--- SUPPLIED INFORMATION Enclosed Below ---

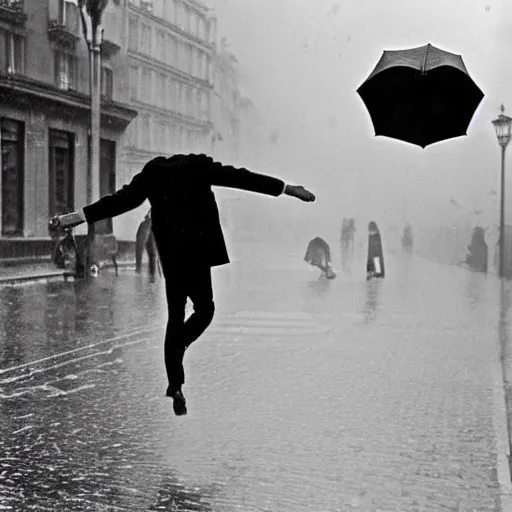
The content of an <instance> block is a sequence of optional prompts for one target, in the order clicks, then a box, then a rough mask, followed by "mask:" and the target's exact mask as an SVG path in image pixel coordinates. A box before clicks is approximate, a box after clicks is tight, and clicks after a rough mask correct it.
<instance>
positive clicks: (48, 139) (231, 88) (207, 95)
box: [0, 0, 245, 260]
mask: <svg viewBox="0 0 512 512" xmlns="http://www.w3.org/2000/svg"><path fill="white" fill-rule="evenodd" d="M102 27H103V41H102V45H101V130H100V139H101V140H100V176H99V183H100V187H99V195H100V196H102V195H105V194H108V193H111V192H113V191H114V190H115V189H117V188H118V187H120V186H121V185H123V184H125V183H127V182H129V181H130V180H131V178H132V177H133V176H134V175H135V174H136V173H138V172H140V170H141V169H142V167H143V166H144V164H145V163H147V162H148V160H150V159H151V158H154V157H155V156H158V155H171V154H173V153H177V152H185V153H188V152H205V153H213V156H216V157H217V158H221V159H222V160H224V161H229V162H230V163H235V164H236V163H237V161H238V160H239V158H238V157H239V156H240V155H239V150H238V148H237V144H238V140H239V132H240V113H241V112H242V111H243V108H244V104H245V103H244V101H245V100H243V98H242V95H241V94H240V92H239V88H238V82H237V74H236V59H235V58H234V57H233V55H231V54H230V53H229V51H228V50H227V49H226V46H225V43H224V42H221V44H216V37H217V35H216V32H217V30H216V19H215V17H214V16H213V15H212V14H211V11H210V10H209V9H208V8H207V7H206V6H205V5H204V4H202V3H200V2H199V1H197V0H110V1H109V2H108V4H107V7H106V9H105V11H104V13H103V17H102ZM89 91H90V69H89V51H88V47H87V44H86V41H85V38H84V36H83V30H82V26H81V18H80V14H79V11H78V5H77V0H0V145H1V151H0V184H1V191H2V192H1V194H0V260H6V259H16V260H20V259H23V258H26V259H28V258H30V259H31V258H34V257H38V258H42V257H45V258H49V256H50V254H51V250H52V246H53V242H52V240H51V238H50V236H49V233H48V220H49V218H50V217H51V216H53V215H54V214H57V213H64V212H68V211H72V210H74V209H76V208H77V207H80V206H83V205H84V204H86V202H87V200H88V197H87V191H88V185H89V184H88V180H89V172H88V168H89V122H90V96H89ZM215 126H216V128H215ZM215 134H217V135H219V134H220V136H219V137H217V138H216V136H215ZM92 199H93V200H95V199H97V197H93V198H92ZM226 204H228V202H226ZM148 208H149V205H148V204H145V205H143V206H142V207H141V208H137V209H136V210H135V211H133V212H129V213H127V214H125V215H122V216H119V217H116V218H115V219H110V220H107V221H104V222H103V223H102V224H101V226H100V227H99V229H98V231H100V232H103V233H109V232H113V233H114V235H115V236H116V238H117V239H118V240H120V241H134V239H135V233H136V229H137V226H138V223H139V222H140V221H141V220H142V219H143V217H144V215H145V213H146V212H147V209H148ZM226 220H227V221H228V222H229V218H227V219H226ZM86 231H87V228H86V226H79V227H78V228H77V230H76V232H77V234H79V235H80V234H82V235H83V234H85V233H86Z"/></svg>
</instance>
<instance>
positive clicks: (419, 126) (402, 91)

--- End of Enclosed SUPPLIED INFORMATION ---

TO-DO ITEM:
Show every line of the items above that contains the word "positive".

EXERCISE RESULT:
positive clicks: (48, 139) (231, 88) (207, 95)
positive clicks: (419, 126) (402, 91)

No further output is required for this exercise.